| Task requirements |
Answer these questions about the review thread:
1. What phrase does the reply say the spout comparison will be updated to?
2. Which setting configures the number of processes for a single job with YARN jobs?
3. According to the reply, what ensures the idempotence in Storm's state implementation?
*** Text excerpt Section Begins ***
Re: Review Request 17603: SAMZA-136 Editing documentation (introduction and comparisons sections)

Martin Kleppmann Sat, 08 Feb 2014 16:58:07 -0800


> On Feb. 7, 2014, 6:46 p.m., Chris Riccomini wrote:
> > docs/learn/documentation/0.7.0/comparisons/storm.md, line 10
> > <https://reviews.apache.org/r/17603/diff/2/?file=471143#file471143line10>
> >
> >     I think a spout is actually similar to a consumer (SystemConsumer) in 
> > Samza's parlance.
> >     
> >     In Storm, a spout is a thing that feeds messages from a stream into 
> > Storm's toplogies. This is what a SystemConsumer does with Samza.

Good point, I'll update it to "spouts in Storm are similar to stream consumers 
in Samza".

> On Feb. 7, 2014, 6:46 p.m., Chris Riccomini wrote:
> > docs/learn/documentation/0.7.0/comparisons/storm.md, line 18
> > <https://reviews.apache.org/r/17603/diff/2/?file=471143#file471143line18>
> >
> >     Even Storm's "exactly once" messaging is somewhat misleading.
> >     
> >     First, Storm only guarantees exactly once messaging within its 
> > framework? That is, if a Kafka producer sends a message, then times out 
> > (but the message makes it to the broker before the timeout), and re-sends, 
> > Storm's spout will process both messages (duplicates). This isn't really 
> > Storm's fault, but the point is that you get duplicate messages processed 
> > by your bolts.
> >     
> >     Second, what happens in the "exactly once" case in cases where the bolt 
> > is mutating state while processing a batch, and a failure occurs? As far as 
> > I know, Storm's state management requires idempotent operations, and only 
> > occurs outside of the topology, right?
> >     
> >     It might be worth discussing this, as these are both things that Samza 
> > and Kafka are attempting to address.

Re point 1, yes: messages are actually processed at least once by bolts, but 
the side-effects of the processing on state (e.g. counters) are idempotent when 
retried, so that the value of the state looks as though messages were processed 
exactly once.

I'm adding a note to make clear that exactly-once in Storm does not apply to 
external side-effects, such as sending messages to a broker.

Re point 2, I think the state implementation only requires atomic writes for a 
single key (i.e. in a K-V store, either the value for a key is updated or not, 
but you can't get old and new value spliced together). The idempotence is 
ensured by metadata in the value.

When idempotent producer is released, we'll have to update this doc again.

> On Feb. 7, 2014, 6:46 p.m., Chris Riccomini wrote:
> > docs/learn/documentation/0.7.0/comparisons/storm.md, line 40
> > <https://reviews.apache.org/r/17603/diff/2/?file=471143#file471143line40>
> >
> >     This is somewhat confusing. Samza does not hold a single job per 
> > process. You can have N processes (SamzaContainers) for a single job. This 
> > is configured with YARN jobs using yarn.container.count.
> >     
> >     Might be worth calling out that a single Storm process with 100 threads 
> > is equivalent to a Samza job with 100 containers.
> >     
> >

Yes, agree this was confusing. I thought it would be better to restructure this 
paragraph. Here's the new version -- is it better?

Storm's [parallelism 
model](https://github.com/nathanmarz/storm/wiki/Understanding-the-parallelism-of-a-Storm-topology)
*** Text excerpt Section Ends ***
*** Extracted data Section Begins ***
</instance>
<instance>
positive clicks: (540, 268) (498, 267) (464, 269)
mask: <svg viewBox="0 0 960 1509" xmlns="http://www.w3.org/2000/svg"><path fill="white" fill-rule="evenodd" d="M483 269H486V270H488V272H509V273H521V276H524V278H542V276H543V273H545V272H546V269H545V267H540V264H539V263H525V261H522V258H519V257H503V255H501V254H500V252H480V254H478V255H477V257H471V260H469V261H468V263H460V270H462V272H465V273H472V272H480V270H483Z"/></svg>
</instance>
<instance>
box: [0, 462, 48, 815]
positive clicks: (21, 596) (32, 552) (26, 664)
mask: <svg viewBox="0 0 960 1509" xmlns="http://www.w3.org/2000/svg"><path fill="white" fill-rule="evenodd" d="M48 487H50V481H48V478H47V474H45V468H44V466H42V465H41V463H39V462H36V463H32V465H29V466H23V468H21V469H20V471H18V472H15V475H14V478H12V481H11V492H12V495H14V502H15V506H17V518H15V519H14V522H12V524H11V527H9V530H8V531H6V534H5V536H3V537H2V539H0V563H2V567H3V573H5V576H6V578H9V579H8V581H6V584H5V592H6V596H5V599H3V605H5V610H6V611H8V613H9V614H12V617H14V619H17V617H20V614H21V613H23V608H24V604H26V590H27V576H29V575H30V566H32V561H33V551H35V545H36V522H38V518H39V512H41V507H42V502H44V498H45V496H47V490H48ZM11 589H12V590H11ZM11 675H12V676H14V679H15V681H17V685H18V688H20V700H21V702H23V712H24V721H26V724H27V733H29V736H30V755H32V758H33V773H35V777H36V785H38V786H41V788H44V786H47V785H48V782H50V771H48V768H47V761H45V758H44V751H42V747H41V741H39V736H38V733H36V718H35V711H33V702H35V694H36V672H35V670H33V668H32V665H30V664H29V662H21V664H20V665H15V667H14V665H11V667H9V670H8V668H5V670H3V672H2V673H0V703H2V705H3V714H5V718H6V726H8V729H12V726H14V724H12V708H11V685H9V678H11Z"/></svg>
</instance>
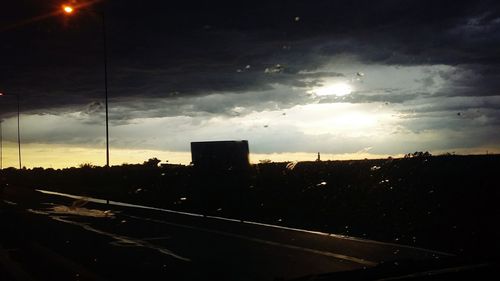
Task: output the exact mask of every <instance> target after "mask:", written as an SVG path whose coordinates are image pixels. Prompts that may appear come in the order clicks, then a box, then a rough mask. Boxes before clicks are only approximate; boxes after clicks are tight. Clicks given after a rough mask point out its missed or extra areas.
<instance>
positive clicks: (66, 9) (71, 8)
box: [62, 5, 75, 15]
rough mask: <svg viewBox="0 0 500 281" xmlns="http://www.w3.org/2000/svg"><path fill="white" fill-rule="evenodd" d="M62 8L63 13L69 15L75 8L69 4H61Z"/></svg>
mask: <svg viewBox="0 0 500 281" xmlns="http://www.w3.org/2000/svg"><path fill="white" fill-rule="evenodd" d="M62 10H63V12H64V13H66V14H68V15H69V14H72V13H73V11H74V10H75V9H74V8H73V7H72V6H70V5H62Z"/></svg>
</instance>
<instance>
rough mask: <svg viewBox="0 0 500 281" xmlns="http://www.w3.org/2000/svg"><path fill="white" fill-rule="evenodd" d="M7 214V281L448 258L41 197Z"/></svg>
*** Extracted data Section Ends ***
*** Extracted data Section Begins ***
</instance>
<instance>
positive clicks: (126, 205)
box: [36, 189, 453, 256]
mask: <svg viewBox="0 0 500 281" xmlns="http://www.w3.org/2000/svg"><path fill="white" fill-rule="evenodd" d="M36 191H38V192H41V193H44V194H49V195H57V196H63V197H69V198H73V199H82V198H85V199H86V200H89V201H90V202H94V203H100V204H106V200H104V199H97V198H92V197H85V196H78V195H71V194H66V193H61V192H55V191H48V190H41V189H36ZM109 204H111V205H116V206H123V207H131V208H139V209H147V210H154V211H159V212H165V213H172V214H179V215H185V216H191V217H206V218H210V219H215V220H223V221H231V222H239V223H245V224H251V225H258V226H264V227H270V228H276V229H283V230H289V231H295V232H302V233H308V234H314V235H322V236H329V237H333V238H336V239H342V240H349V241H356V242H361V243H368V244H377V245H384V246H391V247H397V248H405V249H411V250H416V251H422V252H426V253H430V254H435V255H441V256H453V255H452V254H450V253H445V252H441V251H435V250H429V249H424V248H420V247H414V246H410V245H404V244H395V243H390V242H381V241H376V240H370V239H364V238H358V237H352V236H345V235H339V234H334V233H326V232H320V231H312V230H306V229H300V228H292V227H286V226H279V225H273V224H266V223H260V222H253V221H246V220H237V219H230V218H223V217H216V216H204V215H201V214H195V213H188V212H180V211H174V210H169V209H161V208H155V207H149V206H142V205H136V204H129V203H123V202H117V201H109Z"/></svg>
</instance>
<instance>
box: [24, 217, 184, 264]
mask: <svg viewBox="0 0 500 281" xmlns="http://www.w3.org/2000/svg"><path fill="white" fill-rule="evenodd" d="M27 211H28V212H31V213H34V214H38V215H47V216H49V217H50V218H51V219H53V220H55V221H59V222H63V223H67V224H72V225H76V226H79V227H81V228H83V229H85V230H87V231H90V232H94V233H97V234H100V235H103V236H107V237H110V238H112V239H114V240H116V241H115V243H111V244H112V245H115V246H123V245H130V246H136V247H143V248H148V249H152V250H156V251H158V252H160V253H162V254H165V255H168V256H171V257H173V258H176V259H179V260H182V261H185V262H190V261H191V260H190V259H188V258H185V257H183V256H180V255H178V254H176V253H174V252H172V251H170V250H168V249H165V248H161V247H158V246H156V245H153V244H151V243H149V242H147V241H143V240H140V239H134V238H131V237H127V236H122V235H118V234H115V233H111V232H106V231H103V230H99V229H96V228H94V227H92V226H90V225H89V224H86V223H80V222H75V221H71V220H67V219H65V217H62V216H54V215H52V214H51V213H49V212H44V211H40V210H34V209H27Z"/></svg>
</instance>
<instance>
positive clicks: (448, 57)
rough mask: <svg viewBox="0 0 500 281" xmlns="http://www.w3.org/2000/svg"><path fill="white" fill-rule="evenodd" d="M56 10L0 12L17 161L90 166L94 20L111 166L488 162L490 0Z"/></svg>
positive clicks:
*** Extracted data Section Ends ***
| Answer box |
1. "spouts in Storm are similar to stream consumers in Samza"
2. yarn.container.count
3. Metadata in the value